**Text shown**.
* Start *

The combination of all the predictions concerning the core-collapse mechanisms come together to define the BH mass spectrum. In particular, the electron–positron pair instability should determine a gap in the mass interval between ~50(−10, +20) M_{⊙} and 100–130 M_{⊙}. The uncertainty around this mass gap is mainly connected with poorly known nuclear reaction rates in the collapse of the residual hydrogen envelope and with the role of stellar rotation.

The gravitational wave signals detected by LIGO and Virgo are generated by binary systems with short orbital separation so that the GW emission can guarantee the coalescence in a time lower than Hubble time (the initial separation of the two masses should be less than a few tens of solar radii). Thus, here is the challenge of clarifying the formation mechanism of a binary black hole (BBH) system. In the present literature two main scenarios are confronted: (a) the isolated binary evolution scenario, (b) the formation of the binary BH starting in a star cluster, the densest place of the universe in terms of stars (>10^{3} stars pc^{−}^{3}), where the star orbits are constantly perturbed by the dynamic interaction with other objects in the cluster.

A binary black hole system (BBH) formation in isolation (first scenario) is complicated by several different processes occurring during the evolution of the system, primarily the mass transfer and the role of the gas surrounding both binary stars, usually called in astronomy the common envelope. This gigantic cloud can be formed when one of the stars expands rapidly and does not rotate generally with the binary system, leading to a drag effect which tends to reduce the orbital separation between a BH and the massive companion star. Then, if the common envelope is ejected and the core of the companion star collapses in a BH without receiving a strong kick, then a BBH is formed. For massive BHs the most likely spin configuration of the BBH system features spins well aligned to the orbital angular momentum and nearly zero orbital eccentricity.

The dynamical formation of BBHs in dense stellar environments (second scenario) is based on the hypothesis that an original binary system interacts with a third body, which replaces one of the binary components. The process tends to reduce the major axis of the orbit by absorbing momentum thereby assisting the formation of the couple. The relevant dynamical exchange involved in this process is compatible with a random distribution of the spin directions.

* End *

**Provided information**.
* Start *

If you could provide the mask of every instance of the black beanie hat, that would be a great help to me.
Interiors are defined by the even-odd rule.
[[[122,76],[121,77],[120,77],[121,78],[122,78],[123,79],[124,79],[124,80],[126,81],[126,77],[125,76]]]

* End *
* Start *

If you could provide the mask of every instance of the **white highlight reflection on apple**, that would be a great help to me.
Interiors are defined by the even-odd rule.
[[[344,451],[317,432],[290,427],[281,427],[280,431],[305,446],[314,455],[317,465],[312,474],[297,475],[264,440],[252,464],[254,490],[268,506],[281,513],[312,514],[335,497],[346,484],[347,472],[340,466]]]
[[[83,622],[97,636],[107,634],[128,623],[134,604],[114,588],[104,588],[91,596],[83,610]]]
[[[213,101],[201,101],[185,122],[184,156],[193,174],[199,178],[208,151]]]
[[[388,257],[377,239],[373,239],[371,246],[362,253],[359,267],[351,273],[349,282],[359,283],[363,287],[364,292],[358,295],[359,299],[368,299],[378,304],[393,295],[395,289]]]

* End *
* Start *

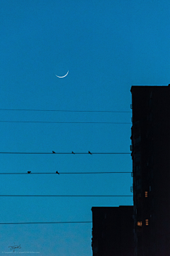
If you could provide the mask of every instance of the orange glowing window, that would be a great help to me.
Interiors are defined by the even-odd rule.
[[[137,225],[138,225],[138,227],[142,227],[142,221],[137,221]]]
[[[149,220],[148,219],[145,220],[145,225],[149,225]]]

* End *

**What is asked**.
A: Copy the passage on black hole formation from "The combination of" up to and including "of stellar rotation.", substituting "mass range" for "mass interval".
B: Resume the passage on black hole formation after its final sentence.
The entries are not needed here.

**The responses**.
A:
The combination of all the predictions concerning the core-collapse mechanisms come together to define the BH mass spectrum. In particular, the electron–positron pair instability should determine a gap in the mass range between ~50(−10, +20) M_{⊙} and 100–130 M_{⊙}. The uncertainty around this mass gap is mainly connected with poorly known nuclear reaction rates in the collapse of the residual hydrogen envelope and with the role of stellar rotation.

B:
In 1974, S. Hawking and J. Bekenstein theorized that black holes were more than simple geometrical objects. Indeed, in pure general relativity, black holes do not emit any radiation, so they should be regarded as bodies at absolute zero temperature. If quantum mechanics (QM) is included in the BH description, the compact object then acquires some temperature. Hawking evaluated the particle creation effects for a body that collapses into a black hole and discovered that a distant observer would see a thermal distribution of particles emitted at finite temperature (Hawking radiation ^{[9]}). From this perspective, BHs are macroscopic thermodynamic objects with an entropy S given by the Bekenstein–Hawking Formula ^{[10]}^{[11]}^{[12]}:
where k_{B} is the Boltzmann constant. S is proportional to the area A of the BH horizon and depends on χ = [c J/(G M^{2})], the dimensionless spin parameter of a rotating black hole of mass M. In Equation (2) the quantities l_{P} = (h G/2 π c^{3})^{1/2} and m_{P} = (h c/2 π G)^{1/2} are the Planck length and mass, respectively. According to this formula, a black hole has a huge entropy, much larger than that of a star of the same mass, which seems reasonable since a BH is the final possible stage of gravitational evolution.

S (M, χ) = k_{B} A/(4 l_{P}^{2}) = 2 π k_{B} (M/m_{P})^{2} [1+(1 − χ)^{1/2}] (2)

Entropy and internal energy of the BH concur to define its temperature (often known as Hawking temperature) which are recalled here in the case of a Schwarzschild BH:
leading to the conclusion that BHs are probably the coldest objects in the whole universe (and of course especially the supermassive ones).

T = (h c^{3})/(16 π^{3} k_{B} G M) (3)

Thus, the search within BH physics is interlaced with one of the most intriguing problems of modern physics: how to harmonize general relativity and quantum mechanics. Following the Boltzmann approach the laws of thermodynamics should emerge as a macroscopic description of an ensemble of many microscopic states corresponding to the different possible ways of forming the same macroscopic situation. Enumerating these microstates leads to the entropy S as indeed—using statistical mechanics—the laws of thermodynamics could be drived from the kinetic theory of gases. Similarly, the laws of black hole thermodynamics are properties of gravity: BH entropy and temperature, while intrinsically quantum in nature, must be related to macroscopic quantities such as horizon area and surface gravity (as provided by GR). Therefore, it should be possible to derive black hole thermodynamics starting from a fundamental theory of quantum gravity and taking some appropriate average limit.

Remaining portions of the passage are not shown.